▶ PAGE TEXT:
- Opening Delimiter -

Ernest Rhys was born in London on 17 July 1859 and died on 25 May 1946. The following obituary appeared in the News Chronicle of 27 May 1946, a clipping of which I found in a well-worn first edition copy of Browne's Religio Medici (No. 92). Its author, Robert Lynd (1879-1949), was an Irish nationalist, writer, and essayist. From 1912-1947, he was literary editor of the London Daily News which later became the News Chronicle. His Essays on Life and Literature was published posthumously in 1951 as No. 990 of the Everyman's Library. The memoirs of Ernest Rhys which Lynd mentions below are Everyman Remembers (New York: Cosmopolitan, 1931) and Wales England Wed (London: Dent, 1940).

Inspired, Unselfish Mr. Everyman

By Robert Lynd

Ernest Rhys, who died on Saturday at the age of 86, will be remembered as the editor of the greatest venture in popular publishing this country has known.

When he began to edit "Everyman's Library" he and his publisher, J. M. Dent, dreamed of creating a library of the world's best literature in a thousand volumes to be sold at a price within reach of everybody; and he lived almost long enough to see his dream fulfilled, for the 982nd volume appeared only a few weeks ago.

- Closing Delimiter -

▶ GIVEN INFORMATION:
- Opening Delimiter -

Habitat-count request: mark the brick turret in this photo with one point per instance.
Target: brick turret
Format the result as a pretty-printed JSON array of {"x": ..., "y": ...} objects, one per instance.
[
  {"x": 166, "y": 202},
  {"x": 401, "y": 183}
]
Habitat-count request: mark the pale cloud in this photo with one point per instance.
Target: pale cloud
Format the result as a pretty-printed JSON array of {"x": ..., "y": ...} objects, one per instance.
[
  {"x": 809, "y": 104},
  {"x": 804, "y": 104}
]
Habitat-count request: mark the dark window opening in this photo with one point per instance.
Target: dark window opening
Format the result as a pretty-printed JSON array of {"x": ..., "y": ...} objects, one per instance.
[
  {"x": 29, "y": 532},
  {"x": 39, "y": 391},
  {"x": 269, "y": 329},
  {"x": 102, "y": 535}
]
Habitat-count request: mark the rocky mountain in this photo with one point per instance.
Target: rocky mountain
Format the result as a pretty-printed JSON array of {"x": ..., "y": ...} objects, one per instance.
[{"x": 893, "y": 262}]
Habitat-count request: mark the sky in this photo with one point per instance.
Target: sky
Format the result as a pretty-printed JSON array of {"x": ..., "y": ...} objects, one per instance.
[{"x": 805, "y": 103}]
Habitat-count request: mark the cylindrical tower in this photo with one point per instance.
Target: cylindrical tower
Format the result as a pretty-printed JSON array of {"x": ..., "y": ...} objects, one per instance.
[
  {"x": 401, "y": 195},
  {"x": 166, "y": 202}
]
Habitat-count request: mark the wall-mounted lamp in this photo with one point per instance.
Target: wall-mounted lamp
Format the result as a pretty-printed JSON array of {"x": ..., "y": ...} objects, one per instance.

- Closing Delimiter -

Extract the complete Ernest Rhys obituary text, reproducing every word, line, and mark unchanged. Nothing in the listing has any bearing on the work with the Ernest Rhys obituary text.

▶ SOLUTION BELOW:
Ernest Rhys was born in London on 17 July 1859 and died on 25 May 1946. The following obituary appeared in the News Chronicle of 27 May 1946, a clipping of which I found in a well-worn first edition copy of Browne's Religio Medici (No. 92). Its author, Robert Lynd (1879-1949), was an Irish nationalist, writer, and essayist. From 1912-1947, he was literary editor of the London Daily News which later became the News Chronicle. His Essays on Life and Literature was published posthumously in 1951 as No. 990 of the Everyman's Library. The memoirs of Ernest Rhys which Lynd mentions below are Everyman Remembers (New York: Cosmopolitan, 1931) and Wales England Wed (London: Dent, 1940).

Inspired, Unselfish Mr. Everyman

By Robert Lynd

Ernest Rhys, who died on Saturday at the age of 86, will be remembered as the editor of the greatest venture in popular publishing this country has known.

When he began to edit "Everyman's Library" he and his publisher, J. M. Dent, dreamed of creating a library of the world's best literature in a thousand volumes to be sold at a price within reach of everybody; and he lived almost long enough to see his dream fulfilled, for the 982nd volume appeared only a few weeks ago.